▶ _Given text_:
_ _ _ _

Friday, June 17, 2011

Observations from a poker road trip

I woke up at 4:15 last Sunday morning and drove 225 miles, played poker for 8 hours and drove right back. Some would say that points to addiction, but I prefer to think of it as pursuing a goal. I fell short, but the day wasn't a total loss. I learned a few things that day.

The commercials suck, but the product works.
I hate the 5 Hour Energy commercials. A lot. And if you know me, you know that I usually won't buy a product that uses badvertising. But I've become a big believer in the product.
I only slept about four hours before I left, and by the time I hit the Iowa state line, I was yawning. Hard. You know those yawns you get sometimes that can be described as violent? The kind that make your eyes water and your lungs hurt? Yeah... I had those.
I stopped and picked up a 5HE and it worked very well. I had this weird kind of warm sensation, but I was alert and the yawns stopped entirely. The one downfall though, was two hours later I had 5HE burps, which was far worse than any whiskey burp ever.

Dan Aykroyd still has the Blues brother.
I like blues and I was running through stations, because southern Iowa on a Sunday is no place for an anti-country music agnostic to be relying on the radio to help pass the miles. I had about given up and was ready to pop in my wife's new Adele CD when I heard a familiar voice. I'd found Dan Aykroyd's Sunday morning blues show and he does it in the character of Elwood Blues. He shouldn't. Elwood was a crappy harp player and a crappier singer. Pretty good dancer, though. Elwood is nothing without Jake. Come on, Dan. You're a big supporter of blues... have been for years. No one questions your blues cred. Why can't you just do the show as yourself?

It's always nice to see family.
My cousin, Eric lives nearby and also plays. We met at the casino and played for quite a while together, then had dinner. I haven't seen him in a dozen years and it was nice to catch up a little and find that we have more in common than DNA. He had a good run in the tournament, finishing in the money in 8th place.

I hate playing poker against women.
I feel like they always know when I'm lying... er, bluffing. But I can never tell when they are. I also feel bad when I knock one out. I don't have the same feeling of remorse if I knock out a dude. 

Poker-playing football fans play stereotypically.
You can tell a lot about a poker player by the gear he wears. A Raiders fan sat to my left during the tournament. He exemplified every stereotype I've ever witnessed or heard about Raiders fans. When he was winning, he was a cocky, mouthy, condescending turd. When he got beat, he was a sullen, mouthy, disrespectful turd. It would not have surprised me if he would've started launching batteries at me after I beat him in a hand. And it took him entirely too long to get over getting beat.

Two chairs to my left was a Denver Broncos fan. Like his team, he was predictable. He'd use one play for a while then another, just like the Donkeys did. They were a passing team under Elway, then he retired and they were a running team. Sure the passing attack worked for a while, just like it did for this fella. He'd won a few pots, then he just started betting huge. Unfortunately, I could never find cards when he was in a hand. Like all Broncos fans, a little success went to his head, and he was still talking when he won two in a row much longer than he should have been.

_ _ _ _

▶ _Given data_:
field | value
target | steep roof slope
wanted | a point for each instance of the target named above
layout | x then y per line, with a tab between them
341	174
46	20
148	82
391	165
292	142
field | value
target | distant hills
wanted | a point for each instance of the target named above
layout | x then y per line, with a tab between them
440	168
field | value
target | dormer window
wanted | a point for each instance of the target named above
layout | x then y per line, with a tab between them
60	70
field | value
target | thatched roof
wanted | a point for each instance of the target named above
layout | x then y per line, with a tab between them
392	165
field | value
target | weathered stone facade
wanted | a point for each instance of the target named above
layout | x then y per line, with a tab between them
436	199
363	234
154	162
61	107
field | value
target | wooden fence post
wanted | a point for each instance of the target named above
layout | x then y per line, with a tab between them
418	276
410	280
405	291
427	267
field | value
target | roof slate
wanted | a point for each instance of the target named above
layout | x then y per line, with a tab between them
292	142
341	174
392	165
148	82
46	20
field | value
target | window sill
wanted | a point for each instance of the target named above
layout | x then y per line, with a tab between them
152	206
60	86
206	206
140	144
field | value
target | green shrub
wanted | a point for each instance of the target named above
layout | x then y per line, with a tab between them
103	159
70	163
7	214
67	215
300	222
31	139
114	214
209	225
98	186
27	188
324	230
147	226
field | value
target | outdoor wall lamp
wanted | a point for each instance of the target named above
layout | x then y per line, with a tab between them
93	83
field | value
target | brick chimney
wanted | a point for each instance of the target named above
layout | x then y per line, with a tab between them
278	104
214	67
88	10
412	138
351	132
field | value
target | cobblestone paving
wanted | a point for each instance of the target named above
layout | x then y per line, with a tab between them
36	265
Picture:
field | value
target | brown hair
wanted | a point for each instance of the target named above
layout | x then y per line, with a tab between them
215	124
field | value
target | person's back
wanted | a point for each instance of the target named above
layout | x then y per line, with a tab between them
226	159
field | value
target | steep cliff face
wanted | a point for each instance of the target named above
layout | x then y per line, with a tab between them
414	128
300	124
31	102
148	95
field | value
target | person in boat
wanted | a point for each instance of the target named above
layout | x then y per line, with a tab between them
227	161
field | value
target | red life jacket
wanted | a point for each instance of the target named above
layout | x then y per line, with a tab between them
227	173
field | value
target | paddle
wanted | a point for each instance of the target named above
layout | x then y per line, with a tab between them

_ _ _ _

▶ _Task set_:
a: Answer these questions using the poker road trip post.
(i) How many miles did the writer drive to get to the game?
(ii) In what place did the writer's cousin Eric finish in the tournament?
(iii) Which team's fan sat two chairs to the writer's left?
b: Retype the poker road trip post from "Observations from a" to "the product works.".
c: Translate this sentence from the poker road trip post into Spanish: "I haven't seen him in a dozen years and it was nice to catch up a little and find that we have more in common than DNA."

▶ _Results of the tasks_:
a:
(i) 225 miles
(ii) 8th place
(iii) The Denver Broncos

b:
Observations from a poker road trip

I woke up at 4:15 last Sunday morning and drove 225 miles, played poker for 8 hours and drove right back. Some would say that points to addiction, but I prefer to think of it as pursuing a goal. I fell short, but the day wasn't a total loss. I learned a few things that day.

The commercials suck, but the product works.

c: No lo he visto en doce años y fue agradable ponernos un poco al día y descubrir que tenemos más en común que el ADN.